## Extract:
IRS defrauder gets nearly 6 years in prison

A city woman will spend nearly six years in federal prison after receiving a sentence this week for pleading guilty earlier this year to federal charges of conspiracy to defraud the Internal Revenue Service and Department of Public Welfare.

Cheryl N. Cobia, 28, who oversaw a conspiracy to defraud the IRS out of more than $1 million between 2009 and 2011, was sentenced Tuesday by U.S. Middle District Judge Matthew W. Brann to 70 months. Brann recommended an appropriate federal facility for Cobia,who is serving time at the State Correctional Institution at Muncy.

Assistant U.S. Attorney Wayne P. Samuelson described the scam in court papers as an “extensive income tax scheme operated on her laptop from her home.”

Cobia attempted to get tax refunds and was successful in receiving $826,111 in tax refunds using deceptive means, he said. She also made false statements when applying for food stamp and Medical Assistance benefits.

From her juvenile days to her adult life, Cobia had a history of not leaving others’ property alone, according to U.S. Attorney Peter J. Smith who sought a sentence of 85 to 105 months.

Brann earlier ordered the property and profits involved in the conspiracy to be forfeited. At sentencing, he said Cobia must pay $3,700 in restitution to the Department of Public Welfare.

Cobia solicited individuals, including inmates while she was incarcerated on retail theft charges, to provide their names, dates of birth, Social Security numbers, employer names and/or identification numbers in order to prepare false working forms known as W-2s. The forms contained names of employers who did not employ the listed workers as well as fabricated amounts of tax withholdings.

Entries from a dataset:

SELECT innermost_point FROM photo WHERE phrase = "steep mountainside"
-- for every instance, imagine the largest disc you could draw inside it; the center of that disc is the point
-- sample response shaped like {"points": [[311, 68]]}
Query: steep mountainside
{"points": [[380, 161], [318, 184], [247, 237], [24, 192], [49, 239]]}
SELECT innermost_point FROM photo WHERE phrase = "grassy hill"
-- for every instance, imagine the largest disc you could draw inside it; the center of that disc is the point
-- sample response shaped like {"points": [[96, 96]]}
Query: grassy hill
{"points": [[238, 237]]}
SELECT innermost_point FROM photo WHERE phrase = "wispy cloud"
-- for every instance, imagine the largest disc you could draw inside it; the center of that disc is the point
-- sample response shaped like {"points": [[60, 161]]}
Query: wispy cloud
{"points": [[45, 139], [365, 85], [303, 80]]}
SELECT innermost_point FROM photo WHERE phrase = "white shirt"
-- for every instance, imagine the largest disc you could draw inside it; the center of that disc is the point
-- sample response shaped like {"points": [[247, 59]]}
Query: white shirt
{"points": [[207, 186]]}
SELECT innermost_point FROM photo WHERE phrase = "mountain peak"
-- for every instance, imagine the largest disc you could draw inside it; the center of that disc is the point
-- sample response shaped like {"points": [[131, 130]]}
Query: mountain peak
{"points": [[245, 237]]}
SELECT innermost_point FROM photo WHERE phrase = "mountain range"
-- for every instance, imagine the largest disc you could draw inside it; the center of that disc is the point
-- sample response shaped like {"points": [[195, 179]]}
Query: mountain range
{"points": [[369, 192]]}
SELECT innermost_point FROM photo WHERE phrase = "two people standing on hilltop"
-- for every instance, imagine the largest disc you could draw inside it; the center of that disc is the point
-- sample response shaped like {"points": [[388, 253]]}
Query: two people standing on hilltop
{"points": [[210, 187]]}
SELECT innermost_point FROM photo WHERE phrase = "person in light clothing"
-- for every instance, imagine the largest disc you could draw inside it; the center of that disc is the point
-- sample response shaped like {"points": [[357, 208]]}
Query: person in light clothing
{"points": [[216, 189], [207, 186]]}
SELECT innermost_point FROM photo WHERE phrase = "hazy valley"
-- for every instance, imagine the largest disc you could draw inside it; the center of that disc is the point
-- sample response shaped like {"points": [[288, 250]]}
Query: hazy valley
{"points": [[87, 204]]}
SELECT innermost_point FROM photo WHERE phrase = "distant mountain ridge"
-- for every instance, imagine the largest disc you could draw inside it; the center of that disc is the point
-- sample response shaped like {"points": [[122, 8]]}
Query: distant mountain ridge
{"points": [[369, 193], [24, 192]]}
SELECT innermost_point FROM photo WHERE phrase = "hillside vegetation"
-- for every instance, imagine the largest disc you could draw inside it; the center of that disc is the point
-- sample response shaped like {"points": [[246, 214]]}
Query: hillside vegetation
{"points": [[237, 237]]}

## Requirement:
Continue the news article about the sentencing for IRS fraud, picking up after its final sentence. The entries are not required for this exercise.

## Answer box:
The tax refunds typically consisted of prepaid debit cards that contained the proceeds from the fraudulent tax returns, received through mail. However, a different prepaid debit card was obtained for each individual for whom the co-conspirators filed a fraudulent tax return, according to the charges.

In some cases, money orders would be bought using the debit cards. The money orders were for dollar amounts that were less than the cards, which enabled the conspirators to make money on the false tax returns, Samuelson said.

Some of the false returns included requests for receipts for child care expenses that were sent for the purpose of claiming false deductions and credits for child care, he said.

Her list of items she bought using deceptive means included four televisions, five handbags, two hats, two pair of shoes, six cellphones and a camera.